Work required:
The reply to the records below should contain exactly the lines from the line with "Where can you find the paving" through the line with "Target: dark shoe", and nothing besides.

Data provided:
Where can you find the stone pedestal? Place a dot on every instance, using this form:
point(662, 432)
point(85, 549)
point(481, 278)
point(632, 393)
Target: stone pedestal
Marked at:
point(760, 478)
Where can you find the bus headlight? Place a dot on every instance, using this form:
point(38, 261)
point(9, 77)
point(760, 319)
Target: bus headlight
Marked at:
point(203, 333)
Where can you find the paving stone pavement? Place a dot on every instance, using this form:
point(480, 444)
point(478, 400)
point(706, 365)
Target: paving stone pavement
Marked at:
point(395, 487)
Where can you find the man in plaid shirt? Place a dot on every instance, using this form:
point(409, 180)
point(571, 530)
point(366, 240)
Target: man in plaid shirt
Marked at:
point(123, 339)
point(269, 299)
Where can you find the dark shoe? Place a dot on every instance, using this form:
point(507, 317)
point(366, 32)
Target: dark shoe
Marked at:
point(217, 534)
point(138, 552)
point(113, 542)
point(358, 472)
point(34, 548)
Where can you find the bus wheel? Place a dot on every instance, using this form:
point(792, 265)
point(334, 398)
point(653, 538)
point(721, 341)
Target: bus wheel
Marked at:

Result of this exercise:
Where can you find the paving stone pavement? Place a dot on every instance, using this form:
point(480, 444)
point(478, 400)
point(706, 365)
Target: paving stone pavement
Marked at:
point(395, 487)
Where can you find the man in plaid shirt? Place a dot on every instance, using this form:
point(409, 180)
point(571, 530)
point(366, 240)
Target: man in plaid shirt
Marked at:
point(123, 339)
point(269, 299)
Where can you find the dark shoe? Place a dot on every instance, using this form:
point(507, 317)
point(366, 32)
Target: dark shoe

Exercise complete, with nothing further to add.